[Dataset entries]
···

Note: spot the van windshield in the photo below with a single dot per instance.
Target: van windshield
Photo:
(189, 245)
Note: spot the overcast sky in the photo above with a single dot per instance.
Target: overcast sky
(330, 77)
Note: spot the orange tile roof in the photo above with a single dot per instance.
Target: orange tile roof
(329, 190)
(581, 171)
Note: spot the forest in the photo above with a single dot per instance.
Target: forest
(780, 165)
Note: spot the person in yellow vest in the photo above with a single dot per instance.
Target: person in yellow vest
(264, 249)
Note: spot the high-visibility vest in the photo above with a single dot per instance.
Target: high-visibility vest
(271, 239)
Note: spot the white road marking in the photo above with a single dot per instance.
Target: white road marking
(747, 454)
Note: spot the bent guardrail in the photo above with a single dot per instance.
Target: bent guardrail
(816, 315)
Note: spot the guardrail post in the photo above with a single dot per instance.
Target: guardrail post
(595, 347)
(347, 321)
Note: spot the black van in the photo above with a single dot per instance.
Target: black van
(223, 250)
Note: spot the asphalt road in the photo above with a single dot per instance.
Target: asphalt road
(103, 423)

···

Your task is to output all of the data above word for word.

Final answer:
Note: spot the van windshield in the photo below with a single dot per instance.
Target: van windshield
Photo:
(189, 245)
Note: spot the overcast sky in the photo above with a single dot per instance.
Target: overcast sky
(330, 77)
Note: spot the orange tile roof in the photo above with a single dot per instance.
Target: orange tile roof
(329, 190)
(581, 171)
Note: spot the forest in the photo above with a single dot per instance.
Target: forest
(780, 165)
Note: spot the person in yellow vest in the photo above with a single dot per instance.
Target: person in yellow vest
(264, 249)
Note: spot the high-visibility vest in the photo above with a single dot per instance.
Target: high-visibility vest
(271, 239)
Note: spot the white road marking in the photo above with a single dot per instance.
Target: white road marking
(747, 454)
Note: spot the bent guardrail in the photo above with a single dot per instance.
Target: bent guardrail
(816, 315)
Note: spot the guardrail post in the photo above with a single dot per instance.
Target: guardrail post
(595, 347)
(347, 321)
Note: spot the black van in the photo above with a single dot per instance.
Target: black van
(223, 250)
Note: spot the asphalt road in the photo above with a single dot per instance.
Target: asphalt road
(103, 423)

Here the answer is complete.